┌─ Dataset excerpts

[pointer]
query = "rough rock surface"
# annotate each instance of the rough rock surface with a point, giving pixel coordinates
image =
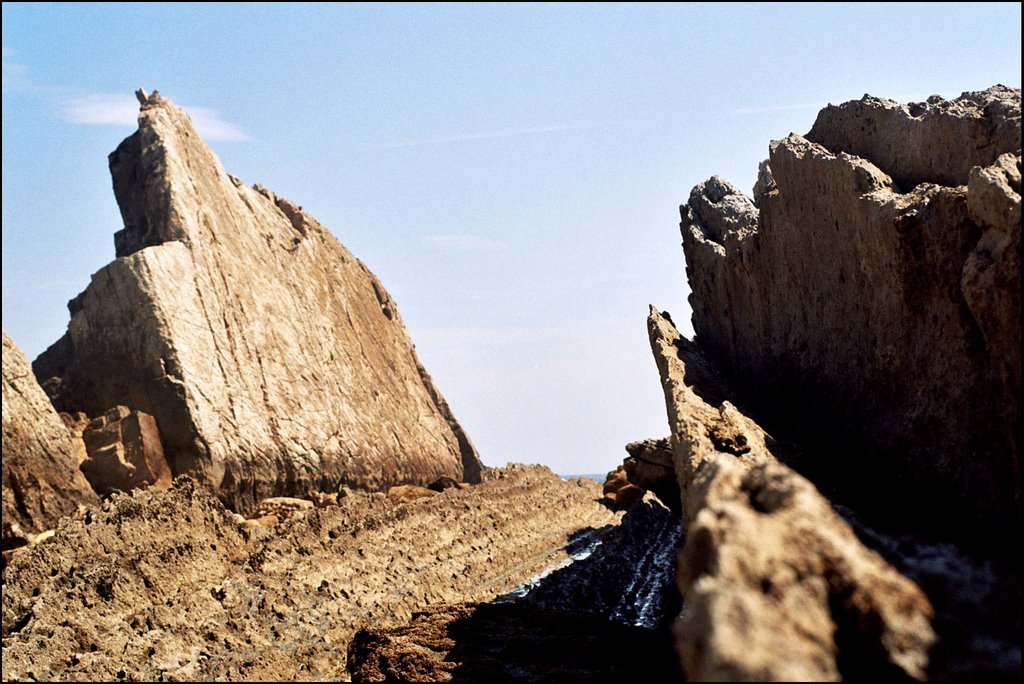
(41, 479)
(868, 306)
(168, 585)
(768, 567)
(617, 492)
(124, 452)
(273, 361)
(650, 467)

└─

Reproduce every line of the listing above, but offset each pixel coordinate value in the answers by 58. Leave the pictures out.

Written response>
[pointer]
query = "rough rock surface"
# annotate each instance of the rough rock surface with a point, giving pixel coordinates
image =
(99, 537)
(926, 364)
(226, 643)
(826, 625)
(675, 550)
(182, 510)
(331, 419)
(708, 525)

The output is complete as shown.